- Supplied data:
=====

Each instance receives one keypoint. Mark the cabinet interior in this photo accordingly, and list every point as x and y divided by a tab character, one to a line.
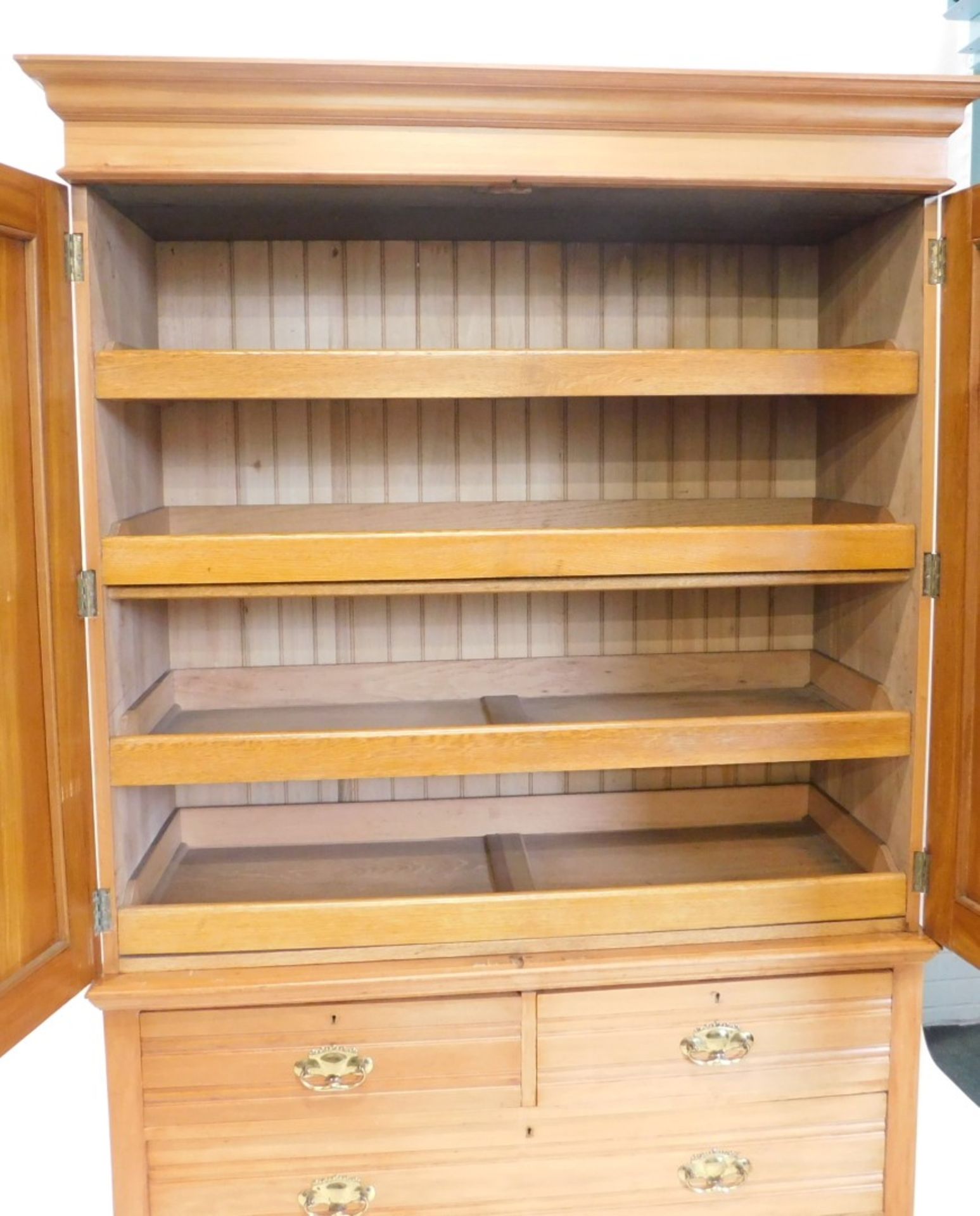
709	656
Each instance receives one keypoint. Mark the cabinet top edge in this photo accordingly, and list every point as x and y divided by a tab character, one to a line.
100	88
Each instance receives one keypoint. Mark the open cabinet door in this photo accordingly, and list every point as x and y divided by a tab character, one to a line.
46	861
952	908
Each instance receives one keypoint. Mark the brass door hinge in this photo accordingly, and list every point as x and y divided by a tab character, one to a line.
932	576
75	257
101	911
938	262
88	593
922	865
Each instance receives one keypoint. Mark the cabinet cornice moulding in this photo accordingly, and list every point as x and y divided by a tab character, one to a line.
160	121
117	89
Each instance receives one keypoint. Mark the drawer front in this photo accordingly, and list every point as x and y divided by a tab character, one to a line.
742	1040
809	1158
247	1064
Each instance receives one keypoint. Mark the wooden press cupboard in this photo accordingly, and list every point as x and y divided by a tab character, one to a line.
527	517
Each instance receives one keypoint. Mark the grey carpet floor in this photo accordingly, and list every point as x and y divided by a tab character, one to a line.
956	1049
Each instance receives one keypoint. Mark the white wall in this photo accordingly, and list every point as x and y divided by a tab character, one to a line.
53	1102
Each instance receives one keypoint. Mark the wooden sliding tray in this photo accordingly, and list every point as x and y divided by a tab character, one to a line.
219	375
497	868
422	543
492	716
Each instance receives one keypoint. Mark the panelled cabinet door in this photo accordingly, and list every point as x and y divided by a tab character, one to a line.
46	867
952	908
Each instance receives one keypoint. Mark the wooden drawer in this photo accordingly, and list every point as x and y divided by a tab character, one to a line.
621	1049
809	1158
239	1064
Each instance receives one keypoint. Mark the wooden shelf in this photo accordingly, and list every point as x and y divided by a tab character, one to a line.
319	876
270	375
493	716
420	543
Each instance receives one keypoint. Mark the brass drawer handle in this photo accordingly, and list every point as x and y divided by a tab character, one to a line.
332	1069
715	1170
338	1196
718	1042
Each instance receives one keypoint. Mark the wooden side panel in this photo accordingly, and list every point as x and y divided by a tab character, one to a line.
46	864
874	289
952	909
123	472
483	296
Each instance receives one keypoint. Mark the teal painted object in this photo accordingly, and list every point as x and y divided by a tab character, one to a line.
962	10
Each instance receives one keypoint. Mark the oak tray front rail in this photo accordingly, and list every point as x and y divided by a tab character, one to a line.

=====

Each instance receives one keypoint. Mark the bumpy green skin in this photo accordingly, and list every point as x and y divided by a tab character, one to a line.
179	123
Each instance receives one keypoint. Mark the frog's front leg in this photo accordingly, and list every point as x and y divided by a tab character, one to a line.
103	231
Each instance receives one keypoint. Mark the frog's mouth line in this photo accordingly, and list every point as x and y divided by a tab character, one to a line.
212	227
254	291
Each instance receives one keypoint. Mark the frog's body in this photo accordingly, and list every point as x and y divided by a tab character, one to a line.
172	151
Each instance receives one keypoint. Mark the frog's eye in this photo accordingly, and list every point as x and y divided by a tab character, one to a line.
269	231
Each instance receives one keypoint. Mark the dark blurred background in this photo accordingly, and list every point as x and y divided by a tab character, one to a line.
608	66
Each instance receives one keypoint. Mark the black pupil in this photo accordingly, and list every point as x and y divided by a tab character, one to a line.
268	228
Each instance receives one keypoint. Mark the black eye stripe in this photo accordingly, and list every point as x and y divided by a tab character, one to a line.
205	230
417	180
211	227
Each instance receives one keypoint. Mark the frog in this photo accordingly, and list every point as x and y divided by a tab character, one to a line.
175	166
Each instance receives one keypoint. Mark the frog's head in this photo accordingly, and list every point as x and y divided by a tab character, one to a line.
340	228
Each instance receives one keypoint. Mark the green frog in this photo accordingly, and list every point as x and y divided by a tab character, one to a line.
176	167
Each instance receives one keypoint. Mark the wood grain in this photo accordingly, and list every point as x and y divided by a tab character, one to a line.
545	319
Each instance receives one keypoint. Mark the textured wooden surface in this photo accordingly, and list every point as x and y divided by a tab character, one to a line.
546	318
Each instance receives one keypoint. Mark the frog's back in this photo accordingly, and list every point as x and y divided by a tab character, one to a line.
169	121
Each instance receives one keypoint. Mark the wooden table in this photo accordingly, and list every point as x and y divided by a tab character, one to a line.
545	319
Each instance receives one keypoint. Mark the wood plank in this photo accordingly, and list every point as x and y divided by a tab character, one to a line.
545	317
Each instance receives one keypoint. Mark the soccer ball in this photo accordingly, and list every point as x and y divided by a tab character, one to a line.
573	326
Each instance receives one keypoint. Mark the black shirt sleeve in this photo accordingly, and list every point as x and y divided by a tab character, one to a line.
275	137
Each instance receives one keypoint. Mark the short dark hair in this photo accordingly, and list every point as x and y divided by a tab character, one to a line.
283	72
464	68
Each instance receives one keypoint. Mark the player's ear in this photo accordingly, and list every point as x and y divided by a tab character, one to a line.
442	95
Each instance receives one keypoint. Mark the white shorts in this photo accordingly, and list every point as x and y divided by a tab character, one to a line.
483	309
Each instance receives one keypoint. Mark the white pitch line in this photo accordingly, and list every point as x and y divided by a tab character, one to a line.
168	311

=====

- Exercise goal: Render the lines from the one containing "Each instance receives one keypoint. Mark the panelled" through the one containing "Each instance receives one keypoint. Mark the oak", both included, as a Markdown table with two columns, Row and Content. Number each row and leave out any blank lines.

- Full answer:
| Row | Content |
|---|---|
| 1 | Each instance receives one keypoint. Mark the panelled cabinet door in this photo accordingly, and list every point as x and y divided by a tab character, one to a line. |
| 2 | 46	867 |
| 3 | 952	908 |
| 4 | Each instance receives one keypoint. Mark the wooden drawer in this photo accordingly, and list every point as x and y divided by a tab character, one to a line. |
| 5 | 621	1049 |
| 6 | 809	1158 |
| 7 | 239	1064 |
| 8 | Each instance receives one keypoint. Mark the wooden shelf in this photo accordingly, and list every point as x and y divided by a tab character, one to a line. |
| 9 | 319	876 |
| 10 | 270	375 |
| 11 | 493	716 |
| 12 | 420	543 |
| 13 | Each instance receives one keypoint. Mark the brass drawer handle in this photo accordingly, and list every point as x and y divided by a tab character, one to a line. |
| 14 | 332	1069 |
| 15 | 715	1170 |
| 16 | 338	1196 |
| 17 | 718	1042 |
| 18 | Each instance receives one keypoint. Mark the wooden side panel in this photo accordingly, and list every point as x and y divided by a tab character, one to a line. |
| 19 | 46	864 |
| 20 | 874	289 |
| 21 | 952	909 |
| 22 | 123	472 |
| 23 | 483	296 |
| 24 | Each instance receives one keypoint. Mark the teal painted object in this photo accordingly, and list every point as x and y divided by a tab character, one to a line. |
| 25 | 962	10 |
| 26 | Each instance receives one keypoint. Mark the oak tray front rail in this photo accordingly, and list every point as x and y divided by a tab character, one to a line. |